-- START Supplied data --

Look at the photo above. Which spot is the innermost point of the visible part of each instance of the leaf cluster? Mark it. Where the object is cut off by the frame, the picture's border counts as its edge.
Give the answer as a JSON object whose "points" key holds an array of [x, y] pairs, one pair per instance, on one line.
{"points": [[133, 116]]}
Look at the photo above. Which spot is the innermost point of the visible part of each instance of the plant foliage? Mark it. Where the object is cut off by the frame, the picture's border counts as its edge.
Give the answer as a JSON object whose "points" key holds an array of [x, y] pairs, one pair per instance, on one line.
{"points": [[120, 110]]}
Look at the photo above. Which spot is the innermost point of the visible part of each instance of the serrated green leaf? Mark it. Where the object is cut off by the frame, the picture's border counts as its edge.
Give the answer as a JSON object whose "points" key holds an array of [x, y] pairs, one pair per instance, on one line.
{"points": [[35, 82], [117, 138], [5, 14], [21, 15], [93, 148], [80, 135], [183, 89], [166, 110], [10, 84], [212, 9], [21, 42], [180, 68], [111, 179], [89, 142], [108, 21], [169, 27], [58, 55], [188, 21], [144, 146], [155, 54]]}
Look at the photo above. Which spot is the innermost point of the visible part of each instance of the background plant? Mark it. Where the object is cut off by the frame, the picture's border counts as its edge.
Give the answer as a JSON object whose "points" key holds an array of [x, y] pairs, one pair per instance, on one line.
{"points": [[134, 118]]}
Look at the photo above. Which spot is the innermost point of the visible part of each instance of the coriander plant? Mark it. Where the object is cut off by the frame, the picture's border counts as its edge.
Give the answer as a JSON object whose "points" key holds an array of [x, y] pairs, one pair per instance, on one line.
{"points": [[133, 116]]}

-- END Supplied data --

● What to produce
Write out the records shown above, exactly as they appear.

● Finished exercise
Look at the photo above. Which spot is the innermost point of the visible part of each instance of the leaf cluster? Mark it. Where the object is cut off by the frame, the picture's border counts as its edge.
Give the answer as a JSON object whose "points" key holds an array of [x, y] pairs, one pair per instance, on one line.
{"points": [[133, 116]]}
Look at the photo above. Which spot is the innermost point of the visible part of each instance of the plant foliage? Mark it. Where the object is cut off by the frame, the picture's border counts as its edge.
Give the answer as a JSON object whose "points" key holds an array of [x, y] pairs, one pair per instance, on one line.
{"points": [[120, 110]]}
Look at the photo above. Which spot is the innermost point of the visible part of each instance of the serrated green leaf? Mark it. Where the object is cut off by the frame, the picture's border counts as its edge.
Give the answer as a JSON object whose "points" key holds an array of [x, y] pairs, one pair per instance, on one line.
{"points": [[35, 82], [117, 138], [5, 14], [21, 15], [93, 148], [80, 135], [183, 89], [166, 110], [10, 84], [212, 9], [21, 42], [180, 68], [111, 179], [89, 142], [108, 21], [169, 27], [58, 55], [188, 21], [144, 146], [155, 54]]}
Look at the photo above. Which spot is the innermost point of the visible part of each instance of the background plant? Mark it. Where the object is cut off by the frame, the picture's border counts as its edge.
Give the answer as a JSON object whose "points" key holds an array of [x, y] pairs, one pair per instance, on one line.
{"points": [[134, 118]]}
Look at the photo above. Which spot is the innermost point of the visible part of each instance of the coriander plant? Mark it. Where the object is cut off by the frame, the picture's border counts as its edge.
Give the answer as a JSON object whose "points" key holds an array of [x, y] pairs, one pair per instance, on one line.
{"points": [[133, 116]]}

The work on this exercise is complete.